# start of Document text

Thanks a lot in advance!

-Yi

On Fri, Jul 24, 2015 at 11:13 AM, Jay Kreps j...@confluent.io wrote:

 Hey Yi,

 For your other two points:

 - This definitely doesn't cover any kind of SQL or anything like this.

 - The prototype we started with just had process() as a method but Yasuhiro
 had some ideas of adding additional filter/aggregate convenience methods.
 We should discuss how this would fit with the operator work you were doing
 in Samza. Probably the best way is just get the code out there in current
 state and start talking about it?

 - Your point about multiple clusters. We actually have a proposed extension
 for the Kafka group management protocol that would allow it to cover
 multiple clusters but actually I think that use case is not the focus. I
 think in scope would be consuming from one cluster and producing to
 another.

 One of the assumptions we are making is that we will split into two
 categories:
 a. Ingress/egress which is handled by copycat
 b. Transformation which would be handled by this api

 I think there are a number of motivations for this
 - It is really hard to provide hard guarantees if you allow non-trivial
 aggregation coupled with the ingress/egress. So if you want to be able to
 do something that provides a kind of end-to-end exactly once guarantee
 (that's not really the right term but what people use) I think it will be
 really hard to do this across multiple systems (hello two-phase commit)
 - The APIs for ingest/egress end up needing to be really different for a
 first-class ingestion framework

 So the case where you have data coming from many systems including many
 Kafka clusters is just about how easy/hard it is to use copycat with the
 transformer api in the same program. I think this is something we should
 work out as part of the prototyping.

 -Jay

 On Fri, Jul 24, 2015 at 12:57 AM, Yi Pan 

Re: [DISCUSS] KIP-28 - Add a transform client for data processing

2015-07-24 Thread Jiangjie Qin
Hey Guozhang,

I just took a quick look at the KIP, is it very similar to mirror maker
with message handler?

# end of Document text

Task to complete:
Answer these questions from the KIP-28 discussion thread:
1. Which method did the prototype start with?
2. In the split into two categories, what handles ingress/egress?
3. What does Jiangjie Qin ask whether the KIP is very similar to?
The records that come next have no connection to the text above.

# start of Given information

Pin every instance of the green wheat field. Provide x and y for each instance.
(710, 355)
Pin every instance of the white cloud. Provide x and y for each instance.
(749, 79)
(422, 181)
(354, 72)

# end of Given information

Exercise response:
1. process()
2. Copycat
3. Mirror maker with message handler